▶ [Quoted text]:
Compiling and running the aforementioned script yields the expected result provided below

CPU Prints Idx: 0
CPU Prints Idx: 1
CPU Prints Idx: 2
CPU Prints Idx: 3
CPU Prints Idx: 4
CPU Prints Idx: 5
CPU Prints Idx: 6
CPU Prints Idx: 7

GPU Prints Idx: 4
GPU Prints Idx: 5
GPU Prints Idx: 6
GPU Prints Idx: 7
GPU Prints Idx: 0
GPU Prints Idx: 1
GPU Prints Idx: 2
GPU Prints Idx: 3

The output indicates although the same set of indices has been printed for both host function and device kernel, the order of indices is not preserved for the latter. The reason is that the sequential task of performing the same operation within a loop is now distributed among multiple threads running (almost) at the same time while there is no guarantee for their respective order when dispatched by the streaming multiprocessor.

In the aforementioned examples, we assumed the number of loop iterations was equal to the total number of threads. What happens if we dispatch more threads in the execution configuration than the number of loop iterations? How about the opposite case where the number of available threads is smaller than that of elements in the target data structure? We use two techniques presented by Mark Harris in his blog post to deal with the two aforementioned cases, respectively: monolithic kernels and grid-stride loops.

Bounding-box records
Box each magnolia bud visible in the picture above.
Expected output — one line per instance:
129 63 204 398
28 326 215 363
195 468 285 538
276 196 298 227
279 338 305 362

▶ [Written problem]: Retype the CUDA excerpt from "In the aforementioned" up to and including "and grid-stride loops.", word for word. The rows have no connection to the CUDA excerpt.

▶ [Solution]:
In the aforementioned examples, we assumed the number of loop iterations was equal to the total number of threads. What happens if we dispatch more threads in the execution configuration than the number of loop iterations? How about the opposite case where the number of available threads is smaller than that of elements in the target data structure? We use two techniques presented by Mark Harris in his blog post to deal with the two aforementioned cases, respectively: monolithic kernels and grid-stride loops.